+++ Records supplied +++

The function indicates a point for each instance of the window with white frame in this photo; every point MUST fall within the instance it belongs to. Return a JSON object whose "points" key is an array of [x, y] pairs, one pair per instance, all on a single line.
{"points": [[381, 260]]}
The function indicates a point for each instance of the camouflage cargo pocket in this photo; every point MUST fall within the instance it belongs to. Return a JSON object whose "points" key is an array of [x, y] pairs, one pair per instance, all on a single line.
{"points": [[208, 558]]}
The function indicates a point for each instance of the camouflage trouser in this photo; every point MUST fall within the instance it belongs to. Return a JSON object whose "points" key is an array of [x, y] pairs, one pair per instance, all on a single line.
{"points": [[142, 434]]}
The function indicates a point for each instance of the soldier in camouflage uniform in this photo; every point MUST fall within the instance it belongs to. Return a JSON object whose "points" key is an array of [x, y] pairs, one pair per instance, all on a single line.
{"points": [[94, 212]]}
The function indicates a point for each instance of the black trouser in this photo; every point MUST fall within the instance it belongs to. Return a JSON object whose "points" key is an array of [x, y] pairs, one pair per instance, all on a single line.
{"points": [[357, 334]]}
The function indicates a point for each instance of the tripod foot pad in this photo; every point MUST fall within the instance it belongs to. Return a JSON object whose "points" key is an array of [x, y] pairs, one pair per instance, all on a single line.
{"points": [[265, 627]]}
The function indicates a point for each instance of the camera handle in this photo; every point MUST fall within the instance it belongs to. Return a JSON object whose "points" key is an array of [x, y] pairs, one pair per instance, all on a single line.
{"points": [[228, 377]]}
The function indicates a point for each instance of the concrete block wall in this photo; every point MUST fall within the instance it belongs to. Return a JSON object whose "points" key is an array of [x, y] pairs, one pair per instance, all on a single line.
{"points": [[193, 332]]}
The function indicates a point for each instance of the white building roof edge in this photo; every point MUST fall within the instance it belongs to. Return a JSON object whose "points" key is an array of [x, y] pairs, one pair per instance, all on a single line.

+++

» What is expected: In full and exactly as written, the listing is to be copied again.

» Solution below:
The function indicates a point for each instance of the window with white frame in this photo; every point MUST fall within the instance it belongs to. Return a JSON object whose "points" key is an array of [x, y] pairs, one pair per instance, all on a single line.
{"points": [[381, 260]]}
The function indicates a point for each instance of the camouflage cargo pocket in this photo; every point MUST fall within the instance it belongs to. Return a JSON object whose "points" key is an array of [x, y] pairs, one pair per instance, all on a single line.
{"points": [[208, 558]]}
The function indicates a point for each instance of the camouflage trouser in this photo; every point MUST fall within the instance it belongs to. Return a JSON object whose "points" key is an array of [x, y] pairs, one pair per instance, all on a single line.
{"points": [[142, 434]]}
The function indicates a point for each instance of the soldier in camouflage uniform in this photo; every point MUST fall within the instance it belongs to. Return a JSON object whose "points" key is an array of [x, y] pairs, one pair per instance, all on a single line.
{"points": [[94, 212]]}
The function indicates a point for each instance of the black trouser in this photo; every point MUST fall within the instance it belongs to. Return a JSON object whose "points" key is an array of [x, y] pairs, one pair per instance, all on a single line.
{"points": [[357, 334]]}
The function indicates a point for each instance of the tripod foot pad in this photo; every point MUST fall within the instance it belongs to. Return a JSON object whose "points" key is an array of [x, y] pairs, one pair per instance, all on a single line.
{"points": [[265, 627]]}
The function indicates a point for each instance of the camera handle in this photo; every point MUST fall within the instance it belongs to. Return a JSON object whose "points" key is an array of [x, y] pairs, one pair per instance, all on a single line.
{"points": [[228, 377]]}
The function indicates a point for each instance of the concrete block wall in this photo; every point MUST fall within the instance it belongs to. Return a JSON object whose "points" key is an array of [x, y] pairs, one pair per instance, all on a single line.
{"points": [[193, 332]]}
The function indicates a point for each instance of the white building roof edge in this photo; every point MUST fall within the instance it belongs to. Return a JSON object whose "points" key is an array of [x, y] pairs, one pair per instance, all on a single line.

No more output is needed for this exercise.